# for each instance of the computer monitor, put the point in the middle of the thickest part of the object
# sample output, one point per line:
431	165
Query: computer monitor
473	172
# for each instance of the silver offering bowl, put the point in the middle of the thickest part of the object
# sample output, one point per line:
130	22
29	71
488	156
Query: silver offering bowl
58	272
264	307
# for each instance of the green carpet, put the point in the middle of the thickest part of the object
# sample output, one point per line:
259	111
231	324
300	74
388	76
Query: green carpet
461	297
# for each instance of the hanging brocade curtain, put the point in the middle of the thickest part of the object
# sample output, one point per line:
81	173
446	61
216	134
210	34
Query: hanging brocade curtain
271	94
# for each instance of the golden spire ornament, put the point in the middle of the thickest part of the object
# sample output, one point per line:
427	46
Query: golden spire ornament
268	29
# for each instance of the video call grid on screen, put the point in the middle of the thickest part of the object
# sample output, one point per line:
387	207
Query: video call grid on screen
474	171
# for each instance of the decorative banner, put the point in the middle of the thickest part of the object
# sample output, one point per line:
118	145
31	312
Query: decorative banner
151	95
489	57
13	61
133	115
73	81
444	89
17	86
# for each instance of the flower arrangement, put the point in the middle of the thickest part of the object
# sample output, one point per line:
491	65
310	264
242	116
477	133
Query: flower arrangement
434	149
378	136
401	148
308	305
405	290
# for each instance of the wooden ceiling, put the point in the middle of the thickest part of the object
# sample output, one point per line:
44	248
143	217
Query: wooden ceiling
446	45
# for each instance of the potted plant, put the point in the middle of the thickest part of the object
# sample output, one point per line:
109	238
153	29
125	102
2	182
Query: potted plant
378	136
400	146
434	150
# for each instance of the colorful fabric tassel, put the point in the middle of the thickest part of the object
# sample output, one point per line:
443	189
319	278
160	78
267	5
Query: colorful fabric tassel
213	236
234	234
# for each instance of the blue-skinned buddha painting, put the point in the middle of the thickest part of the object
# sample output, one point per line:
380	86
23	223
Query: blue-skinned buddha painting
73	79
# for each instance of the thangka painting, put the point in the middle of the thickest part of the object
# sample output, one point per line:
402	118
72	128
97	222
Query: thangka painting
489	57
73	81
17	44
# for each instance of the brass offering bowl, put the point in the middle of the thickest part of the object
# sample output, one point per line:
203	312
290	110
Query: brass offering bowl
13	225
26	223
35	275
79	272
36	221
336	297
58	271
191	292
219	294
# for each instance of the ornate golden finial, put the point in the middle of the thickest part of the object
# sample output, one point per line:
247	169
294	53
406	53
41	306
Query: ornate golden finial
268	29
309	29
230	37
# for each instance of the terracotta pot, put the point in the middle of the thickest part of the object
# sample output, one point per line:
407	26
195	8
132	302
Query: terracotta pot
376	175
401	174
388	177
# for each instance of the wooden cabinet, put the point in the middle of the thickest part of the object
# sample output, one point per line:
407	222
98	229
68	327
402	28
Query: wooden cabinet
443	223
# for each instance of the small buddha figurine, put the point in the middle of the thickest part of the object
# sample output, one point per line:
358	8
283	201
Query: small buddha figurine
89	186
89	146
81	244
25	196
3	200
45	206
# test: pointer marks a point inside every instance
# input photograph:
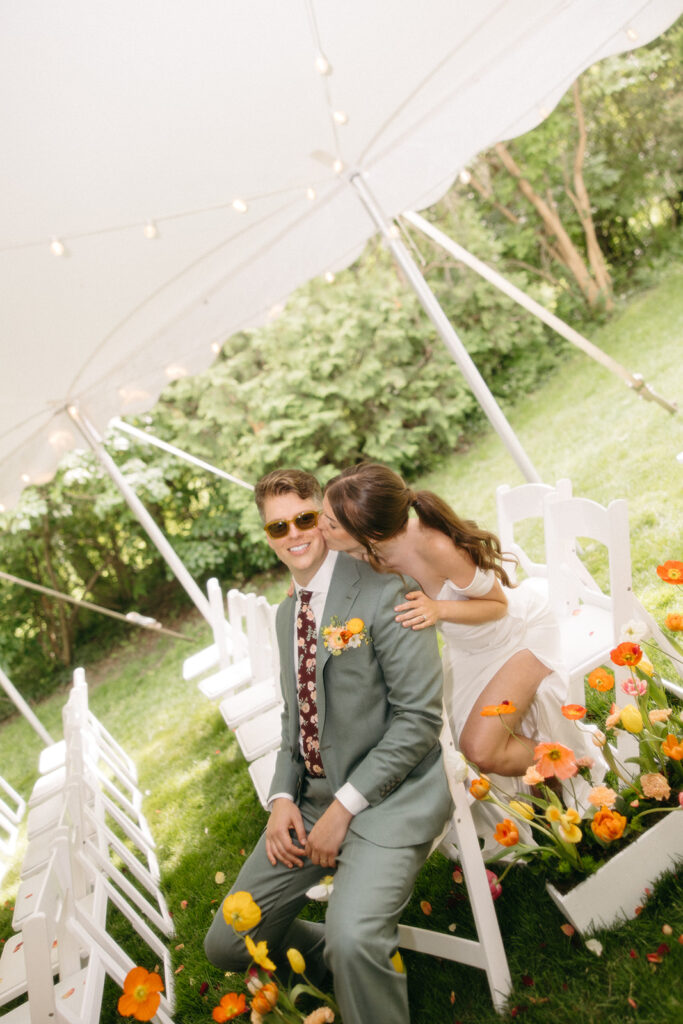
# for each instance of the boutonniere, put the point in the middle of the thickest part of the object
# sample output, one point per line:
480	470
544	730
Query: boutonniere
338	636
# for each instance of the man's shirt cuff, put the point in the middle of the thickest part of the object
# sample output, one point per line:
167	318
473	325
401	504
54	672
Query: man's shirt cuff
349	797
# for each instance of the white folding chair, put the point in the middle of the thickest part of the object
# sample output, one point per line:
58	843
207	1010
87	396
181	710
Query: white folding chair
262	692
486	951
13	810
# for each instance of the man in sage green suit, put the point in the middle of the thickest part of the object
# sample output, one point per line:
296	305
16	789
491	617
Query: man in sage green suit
383	798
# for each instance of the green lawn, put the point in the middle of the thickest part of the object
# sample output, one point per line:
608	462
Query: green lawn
584	424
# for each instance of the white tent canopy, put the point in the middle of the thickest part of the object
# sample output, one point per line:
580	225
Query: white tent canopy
212	127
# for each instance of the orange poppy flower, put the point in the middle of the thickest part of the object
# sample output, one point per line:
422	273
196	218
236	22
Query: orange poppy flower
554	759
140	994
479	787
626	653
671	571
506	833
600	680
505	708
573	712
230	1006
673	748
608	824
265	998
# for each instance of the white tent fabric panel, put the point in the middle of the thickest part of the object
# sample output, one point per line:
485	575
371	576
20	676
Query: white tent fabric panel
117	114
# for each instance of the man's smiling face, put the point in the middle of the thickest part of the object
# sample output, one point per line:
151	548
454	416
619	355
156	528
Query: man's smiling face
303	551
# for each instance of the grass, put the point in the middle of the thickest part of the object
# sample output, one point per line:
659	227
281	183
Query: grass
584	424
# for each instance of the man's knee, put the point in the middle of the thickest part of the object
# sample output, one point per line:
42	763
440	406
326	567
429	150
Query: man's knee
224	947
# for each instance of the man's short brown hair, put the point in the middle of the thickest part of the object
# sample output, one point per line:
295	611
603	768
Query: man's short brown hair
286	481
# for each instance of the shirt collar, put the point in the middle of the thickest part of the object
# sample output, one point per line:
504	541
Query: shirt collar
321	582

□ □ □

Restate every record exactly, please; do not copy the pictures.

### [Solution to this problem]
# for each instance of the computer monitor, put the point in the middle of the thickest part of the object
# sample output, one point per line:
431	165
Query: computer monitor
473	172
# for each instance of the silver offering bowl, put the point in the middle of the thickest part of the object
# sample output, one point per line:
130	22
29	71
488	156
Query: silver offering bowl
58	272
264	307
# for each instance of the green carpet, put the point in the middle of the thickest part of the object
# sample output, one point per line:
259	111
231	324
300	74
388	76
Query: green carpet
461	297
# for each instance of the hanging brocade curtain, put the point in the middle of the thickest part of the object
# sample output, one point per line:
81	173
446	61
216	134
210	34
Query: hanging brocade curtain
271	94
# for each instance of the golden spire ornament, put the point in the middle of the thickest part of the object
# sample output, one point per line:
427	46
Query: golden spire ornament
268	29
# for each instance of the video call grid on screen, put the point in the middle of the thickest part of the object
# sample output, one point per line:
387	207
Query: video call grid on screen
474	171
# for each instance of the decorative banner, put the point in the middle of the thickest part of the object
# sample output, one point per line:
118	145
31	312
Query: decorative banner
151	95
489	57
13	61
133	115
73	81
444	89
17	86
# for each instance of the flower arrangement, put the point in the middle of the thickest part of the object
# sample output, one point per line:
491	65
310	264
242	116
477	133
Query: flower arrangement
434	149
378	136
401	148
308	305
405	290
# for each instance of the wooden ceiling, put the point in the middle of the thickest part of the object
# sample output, one point per line:
44	248
143	217
Query: wooden ceiling
446	45
# for each instance of the potted plant, put the point in the middle of the thickest part of the object
# sample output, one point per line:
109	238
153	29
125	102
2	182
Query: potted plant
378	136
400	146
434	150
# for each instance of the colorful fabric tassel, put the point in the middle of the thickest part of the object
# sample output, one point per line:
443	189
319	278
160	78
267	5
Query: colorful fabric tassel
213	236
234	234
# for each instance of the blue-skinned buddha painting, put the point in the middle of the thickest part of the object
# sample output, one point per line:
380	86
23	223
Query: blue-skinned buddha painting
73	79
# for each instance of the thangka painting, put the point in the middle of the thickest part of the object
# sample output, one point per line:
402	118
72	128
97	222
Query: thangka painting
489	57
73	81
17	44
# for each instance of the brass offering bowl, put the point in the middle of the thickest part of the object
# sample output, one point per line:
203	312
290	110
Query: brass offering bowl
13	225
26	223
35	275
79	272
36	221
336	297
58	271
191	292
219	294
# for each instance of the ornate golden finial, put the point in the middle of the thickest part of the object
# sample output, one point per line:
247	169
294	53
406	53
41	306
Query: ornate golden finial
268	29
309	29
230	37
# for each instance of the terracotta pot, put the point in the middle of the thickest part of the object
# sample output, one point per line:
407	26
195	8
132	302
Query: terracotta pot
376	175
401	174
388	177
# for each instance of the wooden cabinet, put the point in the middle of the thickest part of the object
# sample output, one point per line:
407	222
98	229
68	327
402	28
Query: wooden cabinet
443	223
# for each instance of the small buddha figurine, put the point in the middle of the thickest part of the object
# sample output, one point per line:
358	8
283	201
Query: small buddha figurine
89	186
89	146
81	244
25	196
3	200
45	206
# test: pointer marks a point inside every instance
# input photograph:
# for each instance of the boutonniere, put the point in the middle of the thickest part of the object
# sample output, one point per line:
480	470
544	730
Query: boutonniere
338	636
# for each instance of the man's shirt cuff, put the point in the middle of the thickest part of the object
# sample output, one point per line:
167	318
473	325
401	504
54	672
Query: man's shirt cuff
349	797
# for each instance of the white folding chair, put the point in the middle of the thickest part of the object
# sample output, one point per line:
58	843
207	1010
87	396
181	710
Query: white folding chair
262	692
486	951
13	810
# for each instance of the man in sage green suit, put the point in the middle of the thickest part of the object
# sample output, one point per line:
296	305
16	789
491	617
Query: man in sage green suit
383	798
# for each instance of the green lawn, put the point in the middle of the thickest part of the object
# sample output, one point per line:
608	462
Query: green lawn
584	424
# for each instance of the white tent canopy, put the point in the middle of the thickest part of the object
# sample output, one point per line:
580	225
Query: white tent canopy
212	127
# for each instance of the orange poppy flower, put the point in the middle of the thickest part of the object
# sample output, one point per line:
422	273
196	218
236	22
Query: orange poppy flower
554	759
140	994
479	787
626	653
671	571
506	833
600	680
505	708
573	712
230	1006
673	748
608	824
265	998
# for each instance of the white tent fabric panel, put the point in the middle of the thickest part of the object
# sample output, one point per line:
485	575
371	576
20	676
Query: white tent fabric panel
117	114
# for each instance of the man's smiling face, put the point in the middle of the thickest part of the object
# sample output, one point per line:
151	548
454	416
619	355
156	528
Query: man's smiling face
303	551
# for each instance of the grass, put the point in the middle of the thickest part of the object
# sample output, one point per line:
659	227
281	183
Query: grass
584	424
# for each instance of the man's knee, put the point in the middle of the thickest part of the object
# sample output, one point per line:
42	763
440	406
326	567
429	150
Query: man's knee
224	947
# for each instance of the man's short brown hair, put the point in the middle of the thickest part of the object
# sample output, one point per line:
295	611
603	768
Query: man's short brown hair
286	481
# for each instance of the shirt collar, put the point in the middle of the thickest part of the object
# sample output, one point per line:
504	541
Query: shirt collar
321	582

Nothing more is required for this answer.